Exercise task A: Rewrite the paragraph of the email thread below that begins "By contrast, a textual URL" as a short bulleted list that keeps its main facts.

Page:
START
2013-11-07 Thread phreedom
On Monday, November 04, 2013 01:17:49 PM Jonathan Wilkes wrote:
 On 11/04/2013 05:28 AM, phree...@yandex.ru wrote:
  On Sunday, November 03, 2013 04:06:11 PM Bill Woodcock wrote:
  On Nov 3, 2013, at 3:30, phree...@yandex.ru phree...@yandex.ru
  wrote:
  
  I don't see how pasting over a QR code in a way that's not easily
  detectable is somehow harder than pasting over a domain/email, or
  printing a real-looking fake ad and pasting it over the real one.
  
  A QR code is already isolated in an opaque white square.  It's single
  color, and moreover, that color is black. And it's smaller than a
  billboard.
  
  By contrast, a textual URL or email address will be in a specific
  typeface,
  probably matched to the rest of the billboard. It's also likely
  size-matched to other text. Most importantly, it's likely printed right
  over a patterned and colored background.
  
  While you're correct that you can address, to some degree, all of those
  issues by wheatpasting over the entire billboard, provided you're at
  least
  as competent a visual designer as the person who executed the original
  ad,
  which is easier to print and transport? A full-color billboard, or a
  black-on-white sheet of tabloid-sized paper?
  
  To put this all in more practical terms, since these issues were not
  apparent to you, you're a less-skilled visual designer than anyone who
  would be paid to produce an advertisement. Therefore, you would not be
  capable of covertly coopting their advertisement. Yet you'd still be
  perfectly capable of successfully pasting over their QR code without
  anyone
  being the wiser.
  
  I can't talk about others, but I'd be quite suspicious if I saw a second
  layer of paper exactly where the qr code is located. If such attacks
  gained momentum, I guess people would be more careful.
END
Exercise task B: Express the lines of the entries below, from the line that contains "on the white" through the end of the entries, inclusive, as a Markdown table with a Row column for the row number and a Line column for the line, leaving out blank lines.

Records for the exercise:
START
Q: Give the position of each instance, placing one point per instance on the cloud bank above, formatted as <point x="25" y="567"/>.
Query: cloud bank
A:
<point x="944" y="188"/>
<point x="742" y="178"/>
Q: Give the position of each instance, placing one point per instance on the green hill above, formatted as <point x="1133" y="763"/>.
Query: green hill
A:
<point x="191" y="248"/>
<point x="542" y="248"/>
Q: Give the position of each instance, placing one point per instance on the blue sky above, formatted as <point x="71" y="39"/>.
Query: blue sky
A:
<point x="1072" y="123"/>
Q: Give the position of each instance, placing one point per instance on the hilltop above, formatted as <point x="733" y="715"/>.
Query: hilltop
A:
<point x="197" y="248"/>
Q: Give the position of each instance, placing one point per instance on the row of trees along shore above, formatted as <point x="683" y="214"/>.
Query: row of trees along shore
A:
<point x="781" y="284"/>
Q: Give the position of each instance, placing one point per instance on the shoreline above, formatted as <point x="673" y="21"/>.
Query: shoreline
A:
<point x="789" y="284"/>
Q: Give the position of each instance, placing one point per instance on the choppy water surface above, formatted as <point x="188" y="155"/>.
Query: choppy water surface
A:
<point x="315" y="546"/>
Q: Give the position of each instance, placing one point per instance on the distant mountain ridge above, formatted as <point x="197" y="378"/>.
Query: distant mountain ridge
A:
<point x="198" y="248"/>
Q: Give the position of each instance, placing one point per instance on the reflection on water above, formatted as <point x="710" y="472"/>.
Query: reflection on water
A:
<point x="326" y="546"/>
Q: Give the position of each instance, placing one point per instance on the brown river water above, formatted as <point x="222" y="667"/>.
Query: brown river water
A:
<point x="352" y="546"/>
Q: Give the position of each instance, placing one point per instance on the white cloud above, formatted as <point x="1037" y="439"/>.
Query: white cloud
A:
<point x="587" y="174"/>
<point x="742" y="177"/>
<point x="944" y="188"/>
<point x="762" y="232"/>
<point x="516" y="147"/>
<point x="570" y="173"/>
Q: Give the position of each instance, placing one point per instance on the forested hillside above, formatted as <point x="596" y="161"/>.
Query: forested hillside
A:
END
Exercise solution A:
- A textual URL or email address will be in a specific typeface, probably matched to the rest of the billboard.
- It is also likely size-matched to other text.
- Most importantly, it is likely printed over a patterned and colored background.

Exercise solution B:
| Row | Line |
|---|---|
| 1 | Q: Give the position of each instance, placing one point per instance on the white cloud above, formatted as <point x="1037" y="439"/>. |
| 2 | Query: white cloud |
| 3 | A: |
| 4 | <point x="587" y="174"/> |
| 5 | <point x="742" y="177"/> |
| 6 | <point x="944" y="188"/> |
| 7 | <point x="762" y="232"/> |
| 8 | <point x="516" y="147"/> |
| 9 | <point x="570" y="173"/> |
| 10 | Q: Give the position of each instance, placing one point per instance on the forested hillside above, formatted as <point x="596" y="161"/>. |
| 11 | Query: forested hillside |
| 12 | A: |